_WORK REQUIRED_.
Report every line of the rows below that contains the word "field". Copy each one in full.
-------------------------
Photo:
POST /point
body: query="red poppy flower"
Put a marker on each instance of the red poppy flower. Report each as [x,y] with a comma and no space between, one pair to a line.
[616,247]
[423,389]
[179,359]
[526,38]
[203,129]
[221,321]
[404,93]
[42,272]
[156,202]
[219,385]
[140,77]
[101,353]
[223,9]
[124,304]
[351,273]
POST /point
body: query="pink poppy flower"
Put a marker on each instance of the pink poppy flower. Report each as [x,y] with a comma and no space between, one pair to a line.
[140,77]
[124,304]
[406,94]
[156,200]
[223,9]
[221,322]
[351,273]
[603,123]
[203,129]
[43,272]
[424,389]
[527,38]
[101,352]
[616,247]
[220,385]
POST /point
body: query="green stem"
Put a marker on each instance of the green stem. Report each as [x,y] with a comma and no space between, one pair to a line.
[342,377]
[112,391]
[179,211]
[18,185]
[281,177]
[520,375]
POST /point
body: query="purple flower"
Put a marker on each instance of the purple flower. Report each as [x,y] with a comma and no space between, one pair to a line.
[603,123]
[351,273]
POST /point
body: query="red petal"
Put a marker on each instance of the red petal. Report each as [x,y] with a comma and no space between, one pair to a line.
-------------------------
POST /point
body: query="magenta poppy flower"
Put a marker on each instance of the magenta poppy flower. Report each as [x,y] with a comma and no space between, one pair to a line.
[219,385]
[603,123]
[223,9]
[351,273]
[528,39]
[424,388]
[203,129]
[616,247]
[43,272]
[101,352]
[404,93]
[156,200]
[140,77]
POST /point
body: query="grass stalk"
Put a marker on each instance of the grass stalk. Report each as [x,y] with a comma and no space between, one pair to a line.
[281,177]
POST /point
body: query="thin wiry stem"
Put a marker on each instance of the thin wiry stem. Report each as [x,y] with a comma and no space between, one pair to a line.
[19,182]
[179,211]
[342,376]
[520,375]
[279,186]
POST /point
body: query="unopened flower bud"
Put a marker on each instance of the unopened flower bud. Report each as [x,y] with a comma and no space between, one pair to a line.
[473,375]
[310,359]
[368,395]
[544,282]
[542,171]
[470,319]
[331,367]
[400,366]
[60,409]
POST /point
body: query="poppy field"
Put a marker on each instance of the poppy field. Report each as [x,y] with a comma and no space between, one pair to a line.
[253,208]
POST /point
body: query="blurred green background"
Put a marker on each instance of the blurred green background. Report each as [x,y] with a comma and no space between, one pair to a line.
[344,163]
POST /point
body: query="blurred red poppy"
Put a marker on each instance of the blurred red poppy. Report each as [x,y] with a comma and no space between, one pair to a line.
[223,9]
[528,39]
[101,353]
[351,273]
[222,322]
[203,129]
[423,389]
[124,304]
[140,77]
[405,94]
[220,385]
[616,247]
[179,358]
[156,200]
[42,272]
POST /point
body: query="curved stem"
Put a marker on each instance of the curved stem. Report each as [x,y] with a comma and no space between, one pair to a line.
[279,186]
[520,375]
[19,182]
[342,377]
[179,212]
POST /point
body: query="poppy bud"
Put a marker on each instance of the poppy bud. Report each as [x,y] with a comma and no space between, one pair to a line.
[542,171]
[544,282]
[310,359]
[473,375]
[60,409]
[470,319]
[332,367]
-------------------------
_TASK OUTPUT_.
body: query="poppy field"
Put a marker on each instance of the poppy field. Report each as [x,y] with a comma and no space between, one pair to a line.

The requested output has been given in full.